◆ WRITTEN INSTRUCTION 1 ◆
Quote the passage of the interview about Instagram below that opens with the words containing "EMILY: Totally. So" and closes with "lot of followers.".

◆ TEXT SEGMENT ◆
ANNE: Yeah, I mean, I think the biggest thing is to do all of it. With the, with the content that’s out there, I’ve seen it go both ways where the content that I’m like, okay, no, I’m going to do everything I need to do. I’m going to do the voiceovers. I’m going to do the captions. I’m going to do everything. Sometimes those videos do perform great. Truly! But then I posted a matcha ice cream one last night, that’s already at 25,000 views and under 12 hours. And that was just two clips. Really easy, natural light. My caption wasn’t even anything in depth. Didn’t use hashtags—Instagram latches on to video content. So I always say get it 15 seconds or less, if you can, is a good one. Because then you can at least share tp stories. If people share it, things like that, and just make it shareable and saveable that like tag a friend type stuff, that energy, instead of trying to be a commercial for it. We’re past that. And thankfully, Instagram’s also moving past the days of very curated feeds where you need to have a balance of like people aren’t looking at Instagram feeds the same way, especially if you’re posting daily. Just go, it’s just a bowl of popcorn.

EMILY: Ok, so daily, is that kind of what you’re doing right now?

ANNE: That’s what I aim to do. It’s the same way with our elite squad program. We want to see our elite constantly reviewing, going out to their favorite places. It’s the same with Instagram. They want to see their creators and their businesses consistently putting out content that’s what’s important.

EMILY: Totally. So I know you mentioned that you didn’t use hashtags on that cool macha one, but do you have any hashtag advice? Is that something you still spend time on? 

ANNE: So Instagram is actually moving towards being more SEO optimized in their captions. And so a lot of times I will just use the caption and I like to copy and paste reviews.

I don’t pare them down cause I don’t necessarily care about my audience reading every line of the review. I find that to be almost, if not, just as effective as spending time with hashtags. 

EMILY: That’s a really cool thing about Instagram having more like SEO of the captions, because you would think that would make more sense, right?

Hashtags are so hard, especially if you don’t understand the concept of needing to find one with a lot of followers. 

These are such great tips. Do you have any tips for business owners of when they should be doing it themselves, or when they should consider hiring someone or giving it to a staff member, I’m sure restaurants have hostesses that help with their social and stuff. Do you give them advice on that? 

ANNE: I have not. What I’ve seen works best, for myself personally, and then from some other businesses I’ve worked with is to build your own content library.

So if you do have people on staff that are getting photos and videos, they can say, yeah, I have some cocktail videos in this folder here and yeah, drop them in. As far as scheduling, I highly recommend using a schedule tool like Later or Plan. It really takes a lot of that weight off.

And I would say that would probably be the strongest use if you are outsourcing your social media. Because then as a business owner, you can still go in and review those posts, make sure that it’s representing your company the way you want it to. I would definitely recommend leaning into a content library and scheduling out that content.

◆ WRITTEN INSTRUCTION 2 ◆
Show every line of the records that contains the string "gold", copied in full.

◆ TASK DATA ◆
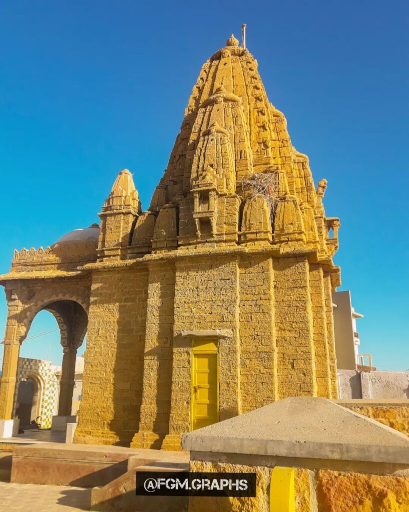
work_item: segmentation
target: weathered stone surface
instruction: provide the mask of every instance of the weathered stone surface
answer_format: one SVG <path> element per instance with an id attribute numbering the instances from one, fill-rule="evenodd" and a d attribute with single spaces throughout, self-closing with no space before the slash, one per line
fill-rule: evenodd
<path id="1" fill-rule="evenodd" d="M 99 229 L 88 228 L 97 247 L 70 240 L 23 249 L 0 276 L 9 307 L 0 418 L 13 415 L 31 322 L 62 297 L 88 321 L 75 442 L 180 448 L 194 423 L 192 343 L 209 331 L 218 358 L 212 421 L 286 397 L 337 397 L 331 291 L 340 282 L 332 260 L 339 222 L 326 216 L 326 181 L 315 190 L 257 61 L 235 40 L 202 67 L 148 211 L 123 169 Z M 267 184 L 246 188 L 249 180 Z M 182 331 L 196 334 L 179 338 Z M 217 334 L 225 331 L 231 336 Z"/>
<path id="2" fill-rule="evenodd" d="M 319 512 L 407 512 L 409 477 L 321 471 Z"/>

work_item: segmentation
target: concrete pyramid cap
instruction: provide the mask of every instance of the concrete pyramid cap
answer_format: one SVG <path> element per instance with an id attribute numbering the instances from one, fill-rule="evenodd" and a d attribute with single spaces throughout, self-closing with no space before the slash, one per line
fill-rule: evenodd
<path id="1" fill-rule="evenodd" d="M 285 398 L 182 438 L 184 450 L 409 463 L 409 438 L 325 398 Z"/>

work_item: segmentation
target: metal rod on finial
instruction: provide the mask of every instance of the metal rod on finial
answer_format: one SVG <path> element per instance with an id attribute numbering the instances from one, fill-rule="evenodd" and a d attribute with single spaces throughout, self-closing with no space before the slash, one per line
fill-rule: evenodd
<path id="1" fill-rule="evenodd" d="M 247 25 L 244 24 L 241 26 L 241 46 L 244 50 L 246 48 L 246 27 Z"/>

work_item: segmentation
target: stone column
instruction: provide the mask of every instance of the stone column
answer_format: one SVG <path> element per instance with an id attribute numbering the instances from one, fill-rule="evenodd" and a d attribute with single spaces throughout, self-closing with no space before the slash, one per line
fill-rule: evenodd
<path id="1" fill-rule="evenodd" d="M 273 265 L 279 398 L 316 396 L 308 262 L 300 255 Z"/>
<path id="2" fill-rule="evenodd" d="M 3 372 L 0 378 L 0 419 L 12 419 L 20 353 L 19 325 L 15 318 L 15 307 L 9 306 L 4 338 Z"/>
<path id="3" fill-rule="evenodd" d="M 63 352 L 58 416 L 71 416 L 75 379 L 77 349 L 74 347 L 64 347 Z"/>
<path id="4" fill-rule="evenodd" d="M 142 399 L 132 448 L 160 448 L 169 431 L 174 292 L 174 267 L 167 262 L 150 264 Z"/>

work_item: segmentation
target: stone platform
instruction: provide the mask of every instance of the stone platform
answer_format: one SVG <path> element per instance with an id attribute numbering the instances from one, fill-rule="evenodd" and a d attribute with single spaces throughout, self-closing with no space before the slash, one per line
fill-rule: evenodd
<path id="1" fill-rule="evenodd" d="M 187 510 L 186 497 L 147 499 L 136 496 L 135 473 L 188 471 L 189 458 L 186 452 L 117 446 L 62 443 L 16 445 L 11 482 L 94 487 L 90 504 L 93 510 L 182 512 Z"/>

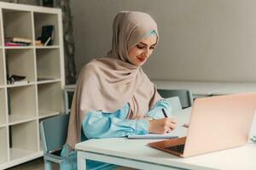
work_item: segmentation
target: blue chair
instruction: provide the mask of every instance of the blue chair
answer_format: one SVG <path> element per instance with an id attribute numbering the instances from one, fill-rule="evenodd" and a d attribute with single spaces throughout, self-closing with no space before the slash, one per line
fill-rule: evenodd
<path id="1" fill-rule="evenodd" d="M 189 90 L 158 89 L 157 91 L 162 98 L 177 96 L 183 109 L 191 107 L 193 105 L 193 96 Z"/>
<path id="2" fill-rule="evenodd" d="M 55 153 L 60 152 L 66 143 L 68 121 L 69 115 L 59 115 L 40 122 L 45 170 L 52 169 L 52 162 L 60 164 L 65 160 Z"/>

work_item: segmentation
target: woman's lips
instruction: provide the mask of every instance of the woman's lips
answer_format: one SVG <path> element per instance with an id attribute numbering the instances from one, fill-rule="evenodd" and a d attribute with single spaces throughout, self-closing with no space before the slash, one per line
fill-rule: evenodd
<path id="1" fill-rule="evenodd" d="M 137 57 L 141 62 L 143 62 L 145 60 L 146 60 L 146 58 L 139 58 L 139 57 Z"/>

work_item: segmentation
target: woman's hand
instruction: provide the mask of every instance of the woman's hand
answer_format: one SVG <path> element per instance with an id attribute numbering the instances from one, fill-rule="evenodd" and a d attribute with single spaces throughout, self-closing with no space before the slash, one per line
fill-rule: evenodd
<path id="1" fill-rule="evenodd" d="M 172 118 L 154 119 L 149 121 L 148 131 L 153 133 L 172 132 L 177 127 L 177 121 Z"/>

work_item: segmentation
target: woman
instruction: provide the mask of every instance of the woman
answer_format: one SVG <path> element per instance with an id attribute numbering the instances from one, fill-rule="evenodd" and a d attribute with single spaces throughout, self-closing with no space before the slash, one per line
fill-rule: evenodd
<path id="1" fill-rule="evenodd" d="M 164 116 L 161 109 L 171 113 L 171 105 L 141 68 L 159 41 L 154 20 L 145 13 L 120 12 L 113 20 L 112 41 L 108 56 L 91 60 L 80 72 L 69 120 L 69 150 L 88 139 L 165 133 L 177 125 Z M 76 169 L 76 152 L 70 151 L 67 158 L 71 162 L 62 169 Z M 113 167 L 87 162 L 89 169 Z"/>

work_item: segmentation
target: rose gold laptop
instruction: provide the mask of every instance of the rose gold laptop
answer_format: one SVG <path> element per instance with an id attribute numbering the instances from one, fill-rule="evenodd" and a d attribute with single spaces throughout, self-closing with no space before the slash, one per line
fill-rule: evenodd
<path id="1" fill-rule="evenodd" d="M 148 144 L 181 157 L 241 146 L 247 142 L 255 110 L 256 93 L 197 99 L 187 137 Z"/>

◆ FULL OUTPUT 1 ◆
EMILY: Totally. So I know you mentioned that you didn’t use hashtags on that cool macha one, but do you have any hashtag advice? Is that something you still spend time on? 

ANNE: So Instagram is actually moving towards being more SEO optimized in their captions. And so a lot of times I will just use the caption and I like to copy and paste reviews.

I don’t pare them down cause I don’t necessarily care about my audience reading every line of the review. I find that to be almost, if not, just as effective as spending time with hashtags. 

EMILY: That’s a really cool thing about Instagram having more like SEO of the captions, because you would think that would make more sense, right?

Hashtags are so hard, especially if you don’t understand the concept of needing to find one with a lot of followers.

◆ FULL OUTPUT 2 ◆
target: rose gold laptop
instruction: provide the mask of every instance of the rose gold laptop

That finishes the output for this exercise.